→ **WORK TO COMPLETE**
Please count the lines in the records below that contain the word "canopy". Reply with the number alone.

→ **MATERIAL FOR THE TASK**
########
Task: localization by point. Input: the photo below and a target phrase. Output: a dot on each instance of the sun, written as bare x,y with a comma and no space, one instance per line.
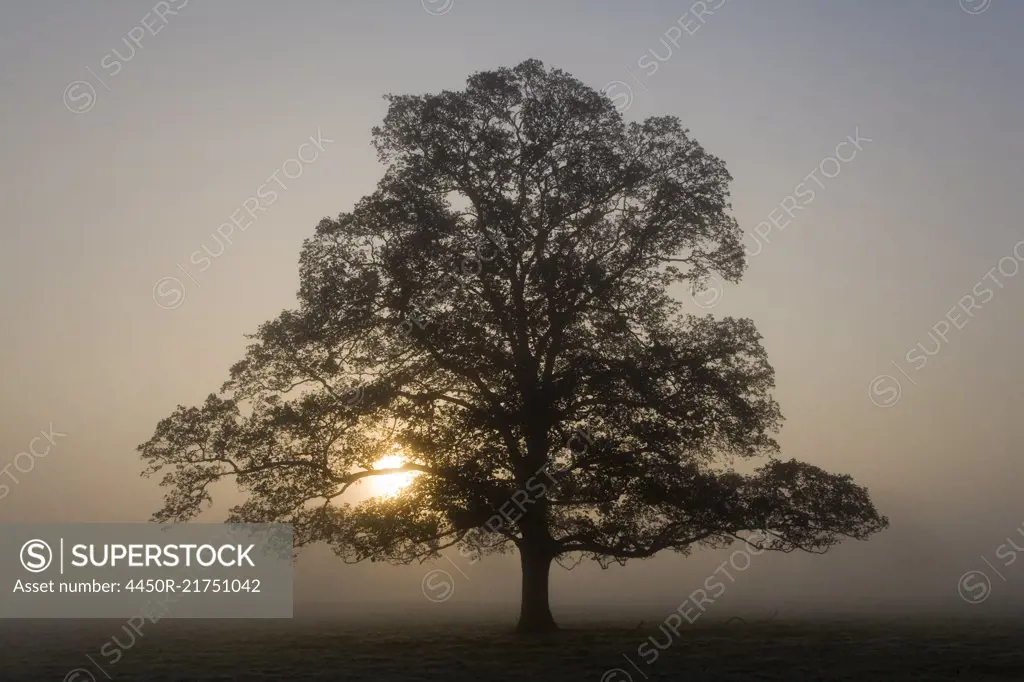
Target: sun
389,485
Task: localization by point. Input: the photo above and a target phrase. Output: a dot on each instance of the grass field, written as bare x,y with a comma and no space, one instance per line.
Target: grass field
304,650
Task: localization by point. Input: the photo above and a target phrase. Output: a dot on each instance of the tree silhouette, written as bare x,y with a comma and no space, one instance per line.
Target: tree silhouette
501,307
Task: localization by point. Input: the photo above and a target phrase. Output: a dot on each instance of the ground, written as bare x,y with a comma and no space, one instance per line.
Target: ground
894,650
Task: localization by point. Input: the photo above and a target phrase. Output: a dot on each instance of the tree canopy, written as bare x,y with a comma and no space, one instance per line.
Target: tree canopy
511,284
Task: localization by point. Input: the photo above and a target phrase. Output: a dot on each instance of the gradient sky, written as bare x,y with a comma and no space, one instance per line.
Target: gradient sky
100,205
########
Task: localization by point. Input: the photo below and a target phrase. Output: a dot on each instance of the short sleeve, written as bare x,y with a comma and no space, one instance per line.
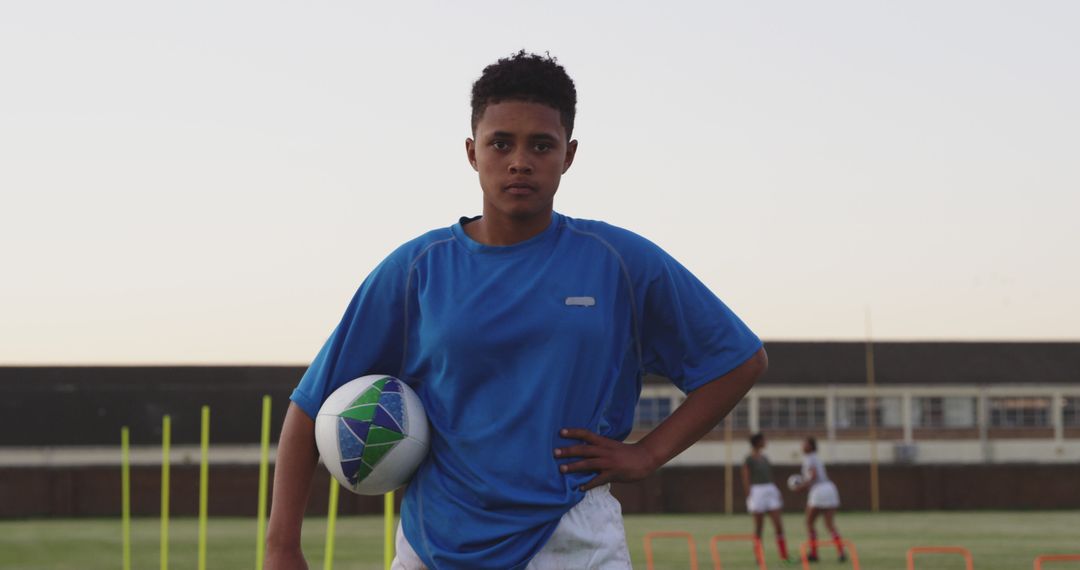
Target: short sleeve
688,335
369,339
########
→ **RESPONSE TO THE TASK**
2